=== CEL A ===
Podaj bez zmian każdy wiersz z listy poniżej, w którym występuje słowo „building”. Wielkość liter ma znaczenie.

=== FRAGMENT DOKUMENTU ===
──────

Damontre Harris: Zgorzelec kocha koszykówkę

- Słyszałem, że poziom lig w Azji nie jest tak wysoki, jak w Europie, a ja bardzo mocno chcę grać w jak najlepszych rozgrywkach. Dlatego wybrałem PGE Turów Zgorzelec - mówi Damontre Harris, środkowy ekipy wicemistrza Polski.

Michał Fałkowski
Michał Fałkowski

Wirtualna Polska: Pierwsze sparingi PGE Turowa już są przeszłością? Jak oceniasz grę zespołu na ostatnim turnieju w Prudniku?

Damontre Harris: Robimy progres. Kibice niekoniecznie muszą go widzieć, bo zobaczyli nas w akcji dopiero pierwszy raz, ale my w zespole wiemy, że jest różnica między tym, co gramy teraz, a co graliśmy wcześniej. Ja sam widzę to po sobie. Cały czas aklimatyzuję się w nowym środowisku.

Dostrzegasz różnice między koszykówką uniwersytecką, a tą, którą musisz grać w Europie?

- Jest sporo różnic. Gdybym miał wskazać jedną konkretną to wskazałbym na sposób pracy sędziów. Znam jednak siebie i wiem, że z meczu na mecz będzie mi się grać coraz łatwiej.

Możesz rozwinąć kwestię sędziowania?

- Po prostu sposób ich pracy różni się od tego, co znałem ze Stanów Zjednoczonych. Są drobiazgowi, widzą każdy kontakt ręki z ciałem. Do tego w Europie fauluje się bardzo dużo taktycznie. Po to, żeby kogoś spowolnić, po to, żeby wybić z rytmu. Muszę do tego nawyknąć.

Jesteś w Polsce kilka tygodni. Poznałeś już historię PGE Turowa? Wiesz, w jakim zespole grasz?

- Tylko trochę znam historię klubu. To, co było to było. Nie ma co do tego wracać. Każdy sezon to nowe rozdanie.

Co wiesz o klubie konkretnie?

- Byli mistrzami w zeszłym roku, a wcześniej zanotowali kilka niezłych sezonów w ciągu 12 lat w ekstraklasie, zdobyli parę medali. Widzę też, że koszykówka jest sportem numer jeden w mieście i oczekiwania co do naszej gry są bardzo wysokie.

──────

=== POKAZANY MATERIAŁ ===
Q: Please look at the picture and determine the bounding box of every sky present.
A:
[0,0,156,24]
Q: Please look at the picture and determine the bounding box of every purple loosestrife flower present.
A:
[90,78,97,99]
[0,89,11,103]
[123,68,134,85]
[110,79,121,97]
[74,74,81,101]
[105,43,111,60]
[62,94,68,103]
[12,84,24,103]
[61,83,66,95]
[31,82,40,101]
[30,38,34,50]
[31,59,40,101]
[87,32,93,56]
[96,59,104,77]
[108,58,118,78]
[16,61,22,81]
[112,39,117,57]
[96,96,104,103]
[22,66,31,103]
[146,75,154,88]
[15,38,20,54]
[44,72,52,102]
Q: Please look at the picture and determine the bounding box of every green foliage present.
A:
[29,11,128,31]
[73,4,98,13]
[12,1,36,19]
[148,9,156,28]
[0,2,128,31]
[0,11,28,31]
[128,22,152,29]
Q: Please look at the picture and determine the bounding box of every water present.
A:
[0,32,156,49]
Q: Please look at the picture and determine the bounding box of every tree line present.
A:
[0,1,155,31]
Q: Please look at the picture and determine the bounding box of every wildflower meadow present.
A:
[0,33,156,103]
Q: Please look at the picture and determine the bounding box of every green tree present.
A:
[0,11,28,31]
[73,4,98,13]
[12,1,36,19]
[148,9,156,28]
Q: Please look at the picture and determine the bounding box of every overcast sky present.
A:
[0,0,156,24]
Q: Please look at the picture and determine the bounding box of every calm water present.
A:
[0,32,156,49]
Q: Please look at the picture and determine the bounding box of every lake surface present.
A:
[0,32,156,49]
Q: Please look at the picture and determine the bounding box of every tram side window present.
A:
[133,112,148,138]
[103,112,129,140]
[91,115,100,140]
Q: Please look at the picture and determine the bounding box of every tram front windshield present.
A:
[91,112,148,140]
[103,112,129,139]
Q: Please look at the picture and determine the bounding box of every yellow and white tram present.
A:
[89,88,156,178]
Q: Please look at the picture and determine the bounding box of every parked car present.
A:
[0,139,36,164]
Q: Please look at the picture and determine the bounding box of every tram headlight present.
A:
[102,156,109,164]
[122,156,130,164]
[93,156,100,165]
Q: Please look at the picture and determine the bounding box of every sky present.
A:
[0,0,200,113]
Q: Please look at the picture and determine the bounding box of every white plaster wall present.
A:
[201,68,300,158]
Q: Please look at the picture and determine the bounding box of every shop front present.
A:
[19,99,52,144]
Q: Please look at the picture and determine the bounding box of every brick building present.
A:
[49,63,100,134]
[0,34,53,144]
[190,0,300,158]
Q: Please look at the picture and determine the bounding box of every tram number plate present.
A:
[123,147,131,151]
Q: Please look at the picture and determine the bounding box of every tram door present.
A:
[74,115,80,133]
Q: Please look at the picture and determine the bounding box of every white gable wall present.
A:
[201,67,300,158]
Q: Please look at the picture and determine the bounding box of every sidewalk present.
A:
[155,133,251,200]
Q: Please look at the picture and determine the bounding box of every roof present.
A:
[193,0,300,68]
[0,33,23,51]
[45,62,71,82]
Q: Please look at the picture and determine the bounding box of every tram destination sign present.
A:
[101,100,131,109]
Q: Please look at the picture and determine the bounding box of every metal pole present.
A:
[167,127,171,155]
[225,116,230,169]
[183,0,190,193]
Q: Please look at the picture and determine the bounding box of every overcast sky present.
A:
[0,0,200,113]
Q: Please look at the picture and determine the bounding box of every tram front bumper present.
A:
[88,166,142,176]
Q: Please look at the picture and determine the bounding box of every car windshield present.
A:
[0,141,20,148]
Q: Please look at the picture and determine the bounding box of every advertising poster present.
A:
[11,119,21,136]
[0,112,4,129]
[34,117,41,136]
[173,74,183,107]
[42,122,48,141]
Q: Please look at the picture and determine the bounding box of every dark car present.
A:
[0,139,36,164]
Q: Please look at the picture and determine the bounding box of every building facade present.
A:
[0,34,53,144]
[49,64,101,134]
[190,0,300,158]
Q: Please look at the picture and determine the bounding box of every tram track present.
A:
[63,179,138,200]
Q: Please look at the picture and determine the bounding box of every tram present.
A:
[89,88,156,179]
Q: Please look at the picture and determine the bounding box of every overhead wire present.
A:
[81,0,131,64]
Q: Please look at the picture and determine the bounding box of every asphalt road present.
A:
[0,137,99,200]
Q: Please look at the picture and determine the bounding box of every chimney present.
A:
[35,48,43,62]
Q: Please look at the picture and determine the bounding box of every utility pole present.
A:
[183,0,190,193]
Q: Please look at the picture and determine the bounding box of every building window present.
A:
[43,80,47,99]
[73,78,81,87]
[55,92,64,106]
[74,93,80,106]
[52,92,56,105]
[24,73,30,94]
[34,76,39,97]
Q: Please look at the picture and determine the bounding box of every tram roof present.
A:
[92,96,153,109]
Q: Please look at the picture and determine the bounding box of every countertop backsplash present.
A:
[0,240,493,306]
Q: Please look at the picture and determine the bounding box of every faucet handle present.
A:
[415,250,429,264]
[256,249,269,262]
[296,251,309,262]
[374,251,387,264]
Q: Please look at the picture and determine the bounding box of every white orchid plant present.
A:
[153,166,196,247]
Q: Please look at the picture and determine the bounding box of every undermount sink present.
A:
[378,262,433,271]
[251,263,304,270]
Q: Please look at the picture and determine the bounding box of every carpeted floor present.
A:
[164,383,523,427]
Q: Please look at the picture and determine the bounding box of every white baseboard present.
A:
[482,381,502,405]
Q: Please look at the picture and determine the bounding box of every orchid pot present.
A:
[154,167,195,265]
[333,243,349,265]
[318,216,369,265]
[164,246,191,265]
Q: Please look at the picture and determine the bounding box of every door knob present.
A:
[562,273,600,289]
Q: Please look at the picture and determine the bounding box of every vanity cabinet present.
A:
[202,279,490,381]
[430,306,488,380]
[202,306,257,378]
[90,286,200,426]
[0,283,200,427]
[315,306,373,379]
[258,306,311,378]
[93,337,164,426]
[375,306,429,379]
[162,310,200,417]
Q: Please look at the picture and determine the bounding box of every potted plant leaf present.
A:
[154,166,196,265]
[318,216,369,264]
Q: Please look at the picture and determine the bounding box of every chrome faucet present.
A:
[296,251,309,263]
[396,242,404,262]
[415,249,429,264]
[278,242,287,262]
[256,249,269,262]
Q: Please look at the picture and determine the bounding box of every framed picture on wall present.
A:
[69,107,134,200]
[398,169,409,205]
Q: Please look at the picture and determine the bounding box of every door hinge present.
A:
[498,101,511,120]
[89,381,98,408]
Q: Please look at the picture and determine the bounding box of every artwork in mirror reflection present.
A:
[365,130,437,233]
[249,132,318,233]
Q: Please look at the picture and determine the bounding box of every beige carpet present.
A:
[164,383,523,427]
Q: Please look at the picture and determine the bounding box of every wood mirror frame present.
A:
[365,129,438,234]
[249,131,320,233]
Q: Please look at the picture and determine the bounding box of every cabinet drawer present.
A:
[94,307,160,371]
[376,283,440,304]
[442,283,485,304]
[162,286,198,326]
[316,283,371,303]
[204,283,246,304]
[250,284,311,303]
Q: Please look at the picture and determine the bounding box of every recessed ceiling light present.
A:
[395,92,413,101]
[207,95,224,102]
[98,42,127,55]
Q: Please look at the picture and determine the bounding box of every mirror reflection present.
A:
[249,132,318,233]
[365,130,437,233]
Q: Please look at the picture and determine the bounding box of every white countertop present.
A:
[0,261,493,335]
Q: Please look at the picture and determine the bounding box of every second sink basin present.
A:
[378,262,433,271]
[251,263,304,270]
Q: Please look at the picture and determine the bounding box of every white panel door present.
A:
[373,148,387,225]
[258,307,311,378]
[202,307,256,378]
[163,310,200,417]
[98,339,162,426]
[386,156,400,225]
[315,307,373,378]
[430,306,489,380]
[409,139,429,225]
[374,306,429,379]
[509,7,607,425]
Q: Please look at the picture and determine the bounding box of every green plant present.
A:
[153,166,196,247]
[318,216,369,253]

──────

=== CEL B ===
Zwróć dokładnie fragment wywiadu z koszykarzem zawarty pomiędzy „Damontre Harris: Robimy” a „do tego nawyknąć.”, łącznie z tymi słowami.

=== ROZWIĄZANIE ZADANIA A ===
Q: Please look at the picture and determine the bounding box of every brick building present.
Q: Please look at the picture and determine the bounding box of every building facade present.
Q: Please look at the picture and determine the bounding box of every building window present.

=== ROZWIĄZANIE ZADANIA B ===
Damontre Harris: Robimy progres. Kibice niekoniecznie muszą go widzieć, bo zobaczyli nas w akcji dopiero pierwszy raz, ale my w zespole wiemy, że jest różnica między tym, co gramy teraz, a co graliśmy wcześniej. Ja sam widzę to po sobie. Cały czas aklimatyzuję się w nowym środowisku.

Dostrzegasz różnice między koszykówką uniwersytecką, a tą, którą musisz grać w Europie?

- Jest sporo różnic. Gdybym miał wskazać jedną konkretną to wskazałbym na sposób pracy sędziów. Znam jednak siebie i wiem, że z meczu na mecz będzie mi się grać coraz łatwiej.

Możesz rozwinąć kwestię sędziowania?

- Po prostu sposób ich pracy różni się od tego, co znałem ze Stanów Zjednoczonych. Są drobiazgowi, widzą każdy kontakt ręki z ciałem. Do tego w Europie fauluje się bardzo dużo taktycznie. Po to, żeby kogoś spowolnić, po to, żeby wybić z rytmu. Muszę do tego nawyknąć.